WHAT IS REQUIRED:
Retype only what runs from the first line of the listing to the line holding "Locate the white plumage;", both included. Do not retype the pictures.

DATA PROVIDED:
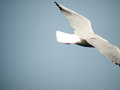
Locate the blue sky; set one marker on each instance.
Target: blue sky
(32, 59)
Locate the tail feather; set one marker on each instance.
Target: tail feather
(66, 38)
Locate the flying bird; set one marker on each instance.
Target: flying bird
(84, 35)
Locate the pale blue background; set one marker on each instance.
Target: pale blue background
(32, 59)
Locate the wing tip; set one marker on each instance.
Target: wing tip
(58, 5)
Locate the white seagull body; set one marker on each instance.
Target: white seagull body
(84, 35)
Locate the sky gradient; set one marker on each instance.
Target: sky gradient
(32, 59)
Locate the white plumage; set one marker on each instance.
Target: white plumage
(84, 35)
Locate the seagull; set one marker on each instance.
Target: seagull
(84, 35)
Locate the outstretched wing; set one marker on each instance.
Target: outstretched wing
(110, 51)
(78, 22)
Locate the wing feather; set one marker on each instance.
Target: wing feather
(110, 51)
(77, 21)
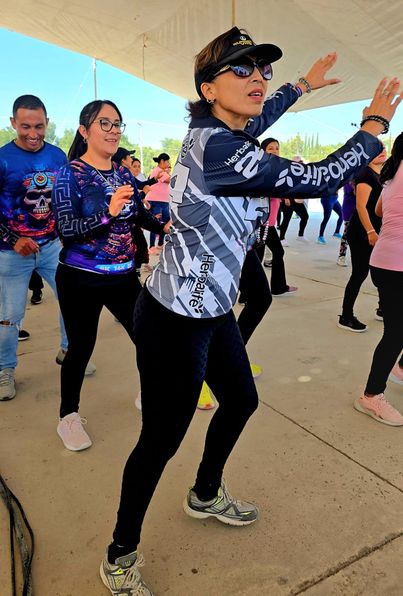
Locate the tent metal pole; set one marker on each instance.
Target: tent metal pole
(233, 13)
(94, 72)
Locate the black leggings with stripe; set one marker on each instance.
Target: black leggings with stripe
(194, 350)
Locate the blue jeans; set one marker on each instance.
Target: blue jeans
(159, 209)
(15, 273)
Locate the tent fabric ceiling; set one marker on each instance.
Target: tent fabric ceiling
(156, 41)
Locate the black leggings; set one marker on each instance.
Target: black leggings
(390, 288)
(195, 349)
(287, 212)
(81, 297)
(360, 250)
(255, 293)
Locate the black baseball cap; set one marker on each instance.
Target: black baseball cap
(121, 153)
(238, 44)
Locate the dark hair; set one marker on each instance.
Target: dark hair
(211, 54)
(87, 117)
(267, 142)
(28, 102)
(161, 156)
(393, 162)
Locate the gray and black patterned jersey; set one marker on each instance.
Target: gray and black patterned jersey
(216, 204)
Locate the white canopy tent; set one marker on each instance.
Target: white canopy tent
(157, 40)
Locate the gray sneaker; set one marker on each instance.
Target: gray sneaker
(224, 507)
(124, 577)
(7, 384)
(90, 368)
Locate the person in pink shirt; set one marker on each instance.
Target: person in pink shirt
(386, 266)
(269, 237)
(158, 197)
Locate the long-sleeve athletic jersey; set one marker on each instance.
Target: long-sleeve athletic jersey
(92, 238)
(26, 182)
(216, 205)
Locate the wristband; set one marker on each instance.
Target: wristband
(306, 84)
(379, 119)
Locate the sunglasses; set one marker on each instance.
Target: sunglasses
(246, 67)
(106, 125)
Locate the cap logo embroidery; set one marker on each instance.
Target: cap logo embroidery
(243, 42)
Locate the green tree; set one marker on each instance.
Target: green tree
(51, 134)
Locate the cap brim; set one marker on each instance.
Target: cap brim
(268, 51)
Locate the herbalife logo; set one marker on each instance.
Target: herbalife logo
(314, 175)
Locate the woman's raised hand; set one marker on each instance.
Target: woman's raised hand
(316, 74)
(119, 199)
(384, 103)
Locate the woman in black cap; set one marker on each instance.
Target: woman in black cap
(186, 305)
(158, 197)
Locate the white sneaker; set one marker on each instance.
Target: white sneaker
(70, 430)
(89, 369)
(7, 384)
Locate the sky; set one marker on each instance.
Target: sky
(64, 82)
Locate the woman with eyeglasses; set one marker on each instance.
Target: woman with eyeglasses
(97, 206)
(216, 206)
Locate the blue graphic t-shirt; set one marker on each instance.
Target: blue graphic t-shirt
(26, 182)
(92, 239)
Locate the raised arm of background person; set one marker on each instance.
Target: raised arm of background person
(235, 165)
(282, 99)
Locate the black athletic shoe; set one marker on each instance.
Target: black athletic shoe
(36, 297)
(378, 314)
(23, 335)
(352, 324)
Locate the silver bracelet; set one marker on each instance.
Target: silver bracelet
(306, 84)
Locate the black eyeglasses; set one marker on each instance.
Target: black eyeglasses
(246, 66)
(106, 125)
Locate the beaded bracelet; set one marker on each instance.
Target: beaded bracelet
(296, 89)
(306, 84)
(379, 119)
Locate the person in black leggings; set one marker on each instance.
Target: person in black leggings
(217, 192)
(361, 235)
(96, 206)
(330, 203)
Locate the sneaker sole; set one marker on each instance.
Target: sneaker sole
(353, 330)
(70, 448)
(395, 379)
(359, 408)
(222, 518)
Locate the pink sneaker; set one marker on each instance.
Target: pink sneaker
(70, 430)
(396, 374)
(291, 290)
(379, 408)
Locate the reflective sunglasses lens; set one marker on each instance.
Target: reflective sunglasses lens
(265, 70)
(242, 70)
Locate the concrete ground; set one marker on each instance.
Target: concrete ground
(328, 480)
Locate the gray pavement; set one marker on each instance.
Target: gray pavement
(327, 479)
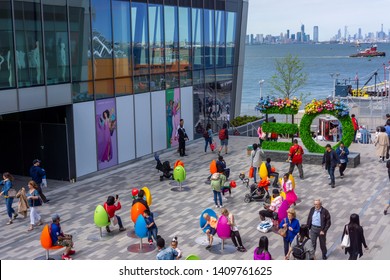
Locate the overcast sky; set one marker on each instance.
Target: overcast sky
(276, 16)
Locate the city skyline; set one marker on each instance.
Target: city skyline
(267, 17)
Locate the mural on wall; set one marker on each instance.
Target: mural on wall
(106, 133)
(173, 116)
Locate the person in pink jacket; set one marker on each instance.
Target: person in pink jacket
(111, 208)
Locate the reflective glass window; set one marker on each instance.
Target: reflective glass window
(82, 91)
(231, 18)
(102, 46)
(123, 86)
(172, 80)
(141, 84)
(171, 38)
(220, 39)
(185, 79)
(139, 29)
(157, 82)
(56, 41)
(209, 38)
(80, 40)
(185, 38)
(7, 54)
(197, 38)
(122, 38)
(104, 89)
(29, 54)
(156, 38)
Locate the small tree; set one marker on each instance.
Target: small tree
(289, 77)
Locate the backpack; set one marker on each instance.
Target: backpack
(222, 134)
(299, 250)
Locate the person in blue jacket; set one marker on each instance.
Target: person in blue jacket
(343, 153)
(292, 224)
(7, 184)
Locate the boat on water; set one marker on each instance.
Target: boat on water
(369, 52)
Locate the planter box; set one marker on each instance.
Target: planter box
(310, 158)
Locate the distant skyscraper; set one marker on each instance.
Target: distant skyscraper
(315, 34)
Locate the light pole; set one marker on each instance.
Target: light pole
(261, 82)
(334, 77)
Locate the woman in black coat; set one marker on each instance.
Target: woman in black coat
(356, 238)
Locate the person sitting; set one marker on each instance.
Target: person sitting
(271, 210)
(61, 239)
(272, 173)
(140, 198)
(111, 208)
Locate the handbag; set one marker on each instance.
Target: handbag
(283, 231)
(251, 171)
(11, 193)
(345, 243)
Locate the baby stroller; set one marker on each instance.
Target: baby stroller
(257, 192)
(164, 167)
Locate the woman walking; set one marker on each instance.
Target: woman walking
(7, 184)
(356, 238)
(292, 225)
(34, 201)
(261, 252)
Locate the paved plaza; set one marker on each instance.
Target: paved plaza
(363, 190)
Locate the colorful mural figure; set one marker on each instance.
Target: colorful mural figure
(173, 116)
(106, 135)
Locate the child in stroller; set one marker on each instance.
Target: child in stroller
(257, 192)
(164, 167)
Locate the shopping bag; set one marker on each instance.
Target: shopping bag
(251, 170)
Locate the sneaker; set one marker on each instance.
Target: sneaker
(66, 257)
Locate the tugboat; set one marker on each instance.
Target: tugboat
(369, 52)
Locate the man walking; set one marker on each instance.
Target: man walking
(331, 161)
(318, 222)
(295, 158)
(38, 175)
(182, 138)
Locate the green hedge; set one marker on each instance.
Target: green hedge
(306, 136)
(284, 111)
(276, 146)
(280, 128)
(241, 120)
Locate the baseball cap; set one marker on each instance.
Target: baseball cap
(55, 217)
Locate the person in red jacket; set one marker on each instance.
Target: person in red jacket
(111, 207)
(295, 158)
(355, 126)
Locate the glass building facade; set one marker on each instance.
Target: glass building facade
(101, 49)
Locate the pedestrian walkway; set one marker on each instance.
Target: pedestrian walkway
(363, 190)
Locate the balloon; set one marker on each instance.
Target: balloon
(137, 209)
(263, 170)
(134, 192)
(179, 173)
(223, 228)
(148, 195)
(140, 227)
(213, 167)
(101, 217)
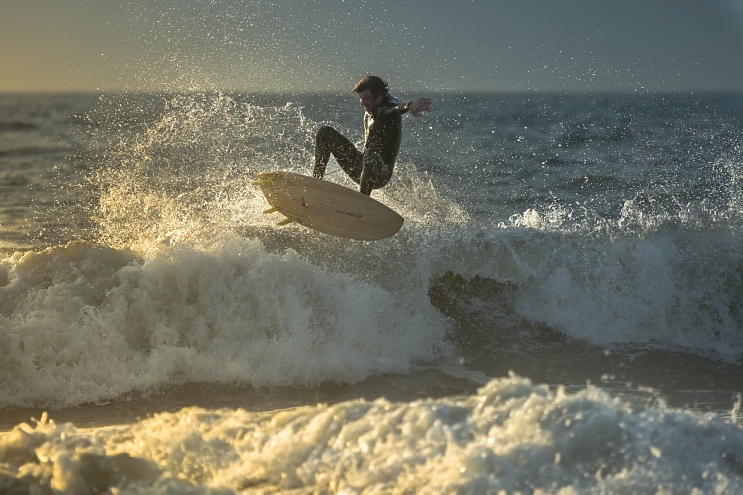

EXERCISE OUTPUT:
Locate the blue sky; set one marker on each instance.
Target: blue sky
(32, 59)
Locate the tail feather; set one marker on each instance.
Target: tail feather
(66, 38)
Locate the flying bird; set one marker on each instance.
Target: flying bird
(84, 35)
Locate the pale blue background; set one marker on each instance.
Target: pale blue background
(32, 59)
Locate the wing tip; set one marker on each instance.
Target: wing tip
(58, 5)
Locate the white seagull body; set one marker on each instance.
Target: white seagull body
(84, 35)
Locate the sky gradient; set one marker on each instance.
Target: sky gradient
(32, 59)
Locate the white plumage; set one marker on each instance.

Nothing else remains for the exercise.